> _Task details_
Omit every picture, then give all the entries again exactly.

> _Material for this exercise_
########
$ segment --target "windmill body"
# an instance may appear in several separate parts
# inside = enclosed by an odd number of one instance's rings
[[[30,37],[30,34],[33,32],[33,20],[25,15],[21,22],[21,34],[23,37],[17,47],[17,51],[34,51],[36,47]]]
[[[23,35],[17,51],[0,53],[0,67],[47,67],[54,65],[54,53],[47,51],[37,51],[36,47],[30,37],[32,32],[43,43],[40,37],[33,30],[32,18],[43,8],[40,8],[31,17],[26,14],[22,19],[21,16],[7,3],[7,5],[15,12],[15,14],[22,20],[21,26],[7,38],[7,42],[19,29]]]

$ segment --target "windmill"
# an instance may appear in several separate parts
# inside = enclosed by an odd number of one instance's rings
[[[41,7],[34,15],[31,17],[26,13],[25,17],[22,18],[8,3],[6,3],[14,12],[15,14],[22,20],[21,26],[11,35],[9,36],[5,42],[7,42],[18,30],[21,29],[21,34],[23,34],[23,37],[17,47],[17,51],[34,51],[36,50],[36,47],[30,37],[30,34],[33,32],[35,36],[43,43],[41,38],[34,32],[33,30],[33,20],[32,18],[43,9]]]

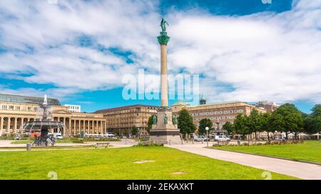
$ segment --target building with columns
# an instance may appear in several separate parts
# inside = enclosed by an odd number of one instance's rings
[[[187,109],[193,117],[197,128],[202,119],[210,119],[213,123],[215,129],[222,129],[223,125],[227,122],[233,123],[239,114],[249,115],[253,109],[257,109],[259,112],[266,112],[263,108],[240,101],[206,104],[203,97],[201,97],[199,105],[190,106],[188,103],[178,101],[170,108],[175,117],[178,117],[178,112],[181,109]]]
[[[98,110],[106,119],[108,132],[126,134],[131,132],[133,126],[138,127],[141,134],[147,135],[148,118],[157,114],[158,107],[135,104],[116,108]]]
[[[40,104],[43,97],[0,94],[0,136],[15,135],[20,132],[24,122],[41,119]],[[48,98],[51,107],[51,119],[60,121],[66,126],[64,136],[76,136],[80,132],[88,134],[103,134],[106,122],[102,114],[70,112],[56,99]],[[57,131],[58,129],[54,132]]]

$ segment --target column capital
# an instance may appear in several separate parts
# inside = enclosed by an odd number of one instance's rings
[[[159,44],[167,45],[167,43],[168,43],[170,37],[167,36],[166,32],[160,32],[160,36],[158,36],[157,37],[157,40],[158,41]]]

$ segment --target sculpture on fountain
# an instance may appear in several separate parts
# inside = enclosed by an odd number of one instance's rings
[[[40,132],[40,136],[35,135],[33,145],[35,146],[54,146],[56,143],[56,138],[52,134],[49,134],[49,130],[54,129],[59,129],[60,131],[65,131],[65,126],[61,122],[51,121],[51,106],[48,104],[47,96],[45,95],[44,98],[44,103],[40,105],[39,115],[41,119],[38,119],[34,122],[28,122],[24,123],[23,130],[21,133],[24,132],[26,134],[30,136],[31,134],[35,132]]]

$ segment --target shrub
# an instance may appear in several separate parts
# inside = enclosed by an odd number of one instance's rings
[[[141,142],[138,144],[137,144],[135,146],[163,146],[164,144],[154,144],[154,143],[151,143],[150,141],[143,141],[143,142]]]
[[[78,139],[77,140],[72,140],[71,141],[73,144],[83,144],[85,141],[83,139]]]

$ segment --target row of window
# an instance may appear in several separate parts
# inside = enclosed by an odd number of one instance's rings
[[[3,110],[22,110],[22,111],[38,111],[38,107],[22,107],[20,106],[14,106],[14,105],[6,105],[2,104],[0,107],[1,109]]]
[[[221,120],[221,119],[236,119],[237,115],[232,115],[232,116],[223,116],[223,117],[208,117],[208,119],[210,119],[211,120]],[[194,118],[194,121],[199,122],[202,120],[203,118]]]
[[[78,109],[79,109],[79,106],[68,106],[68,108],[70,109],[76,109],[76,110],[78,110]]]
[[[191,113],[191,116],[203,116],[203,115],[213,115],[213,114],[230,114],[230,113],[243,113],[243,109],[235,109],[235,110],[224,110],[224,111],[215,111],[215,112],[196,112]]]

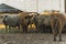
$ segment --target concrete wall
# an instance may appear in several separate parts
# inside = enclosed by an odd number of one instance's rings
[[[1,2],[23,11],[34,12],[37,11],[36,7],[38,8],[38,12],[43,12],[44,10],[59,10],[61,12],[65,11],[64,0],[2,0]]]

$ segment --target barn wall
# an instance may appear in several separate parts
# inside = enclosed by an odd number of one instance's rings
[[[4,16],[4,15],[15,16],[15,15],[19,15],[19,14],[18,13],[2,13],[2,14],[0,14],[0,24],[2,23],[2,20],[3,20],[3,18],[1,18],[1,15],[2,16]]]

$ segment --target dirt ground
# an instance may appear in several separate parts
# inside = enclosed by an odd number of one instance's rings
[[[0,44],[66,44],[66,33],[62,35],[63,41],[53,41],[52,33],[0,33]]]

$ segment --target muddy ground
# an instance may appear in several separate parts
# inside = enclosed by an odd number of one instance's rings
[[[0,33],[0,44],[66,44],[66,33],[63,41],[53,41],[52,33]]]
########
> _Completed task_
$ segment --target "windmill body"
# an instance may appear in several separate parts
# inside = enclosed by an odd number of one instance's rings
[[[30,37],[30,34],[33,32],[33,20],[25,15],[21,22],[21,34],[23,37],[17,47],[17,51],[34,51],[36,47]]]
[[[23,35],[17,51],[0,53],[0,67],[47,67],[54,65],[54,53],[47,51],[37,51],[36,47],[30,37],[32,32],[43,43],[40,37],[33,30],[32,18],[43,8],[40,8],[31,17],[26,14],[22,19],[21,16],[7,3],[7,5],[15,12],[15,14],[22,20],[21,26],[7,38],[7,42],[19,29]]]

$ segment --target "windmill"
# an instance may appear in several separate parts
# inside = enclosed by an odd number of one instance's rings
[[[41,7],[34,15],[31,17],[26,13],[25,17],[22,18],[8,3],[6,3],[14,12],[15,14],[22,20],[21,26],[11,35],[9,36],[5,42],[7,42],[18,30],[21,29],[21,34],[23,34],[23,37],[17,47],[17,51],[34,51],[36,50],[36,47],[30,37],[30,34],[33,32],[35,36],[43,43],[41,38],[34,32],[33,30],[33,20],[32,18],[43,9]]]

$ segment --target building with columns
# an instance may appear in several separate parts
# inside = enclosed by an odd number of one instance's rings
[[[187,109],[193,117],[197,128],[202,119],[210,119],[213,123],[215,129],[222,129],[223,125],[227,122],[233,123],[239,114],[249,115],[253,109],[257,109],[259,112],[266,112],[263,108],[240,101],[206,104],[203,97],[201,97],[199,105],[190,106],[188,103],[178,101],[170,108],[175,117],[178,117],[178,112],[181,109]]]
[[[98,110],[106,119],[108,132],[126,134],[131,132],[133,126],[138,127],[141,134],[147,135],[148,118],[157,114],[158,107],[135,104],[116,108]]]
[[[40,104],[43,97],[0,94],[0,136],[15,135],[20,132],[24,122],[41,119]],[[48,98],[51,107],[51,119],[60,121],[66,126],[64,136],[76,136],[80,132],[88,134],[103,134],[106,122],[102,114],[70,112],[56,99]],[[57,131],[58,129],[54,132]]]

$ segment --target column capital
# an instance may appear in several separate parts
# inside = enclosed by an odd number of one instance's rings
[[[159,44],[167,45],[167,43],[168,43],[170,37],[167,36],[166,32],[160,32],[160,36],[158,36],[157,37],[157,40],[158,41]]]

$ segment --target sculpture on fountain
# an instance may appear in several separate parts
# inside = enclosed by an odd number of one instance's rings
[[[40,132],[40,136],[35,135],[33,145],[35,146],[54,146],[56,143],[56,138],[52,134],[49,134],[49,130],[54,129],[59,129],[60,131],[65,131],[65,126],[61,122],[51,121],[51,106],[48,104],[47,96],[45,95],[44,98],[44,103],[40,105],[39,115],[41,119],[38,119],[34,122],[28,122],[24,123],[23,130],[21,133],[24,132],[26,134],[30,136],[31,134],[35,132]]]

$ segment --target shrub
# an instance may appear in several separate parts
# inside = enclosed by an odd number of one instance's rings
[[[141,142],[138,144],[137,144],[135,146],[163,146],[164,144],[154,144],[154,143],[151,143],[150,141],[143,141],[143,142]]]
[[[78,139],[77,140],[72,140],[71,141],[73,144],[83,144],[85,141],[83,139]]]

$ segment --target row of window
# an instance may appear in several separate parts
# inside = enclosed by an odd number of one instance's rings
[[[3,110],[22,110],[22,111],[38,111],[38,107],[22,107],[20,106],[14,106],[14,105],[6,105],[2,104],[0,107],[1,109]]]
[[[221,120],[221,119],[236,119],[237,115],[232,115],[232,116],[223,116],[223,117],[208,117],[208,119],[210,119],[211,120]],[[194,118],[194,121],[199,122],[202,120],[203,118]]]
[[[78,109],[79,109],[79,106],[68,106],[68,108],[70,109],[76,109],[76,110],[78,110]]]
[[[191,113],[191,116],[203,116],[203,115],[213,115],[213,114],[230,114],[230,113],[243,113],[243,109],[235,109],[235,110],[224,110],[224,111],[215,111],[215,112],[196,112]]]

$ segment --target concrete wall
# an instance may appear in several separate parts
# inside = enclosed by an odd number of one instance's rings
[[[1,2],[23,11],[34,12],[37,11],[36,7],[38,8],[38,12],[43,12],[44,10],[59,10],[61,12],[65,11],[64,0],[2,0]]]

$ segment --target barn wall
# an instance may appear in several separate parts
# inside = enclosed by an odd number of one instance's rings
[[[4,16],[4,15],[15,16],[15,15],[19,15],[19,14],[18,13],[2,13],[2,14],[0,14],[0,24],[2,23],[2,20],[3,20],[3,18],[1,18],[1,15],[2,16]]]

$ segment --target dirt ground
# an instance may appear in several separate parts
# inside = enclosed by an odd number of one instance's rings
[[[0,44],[66,44],[66,33],[62,35],[63,41],[53,41],[52,33],[0,33]]]

$ segment --target muddy ground
# an instance may appear in several separate parts
# inside = enclosed by an odd number of one instance's rings
[[[0,33],[0,44],[66,44],[66,33],[63,41],[53,41],[52,33]]]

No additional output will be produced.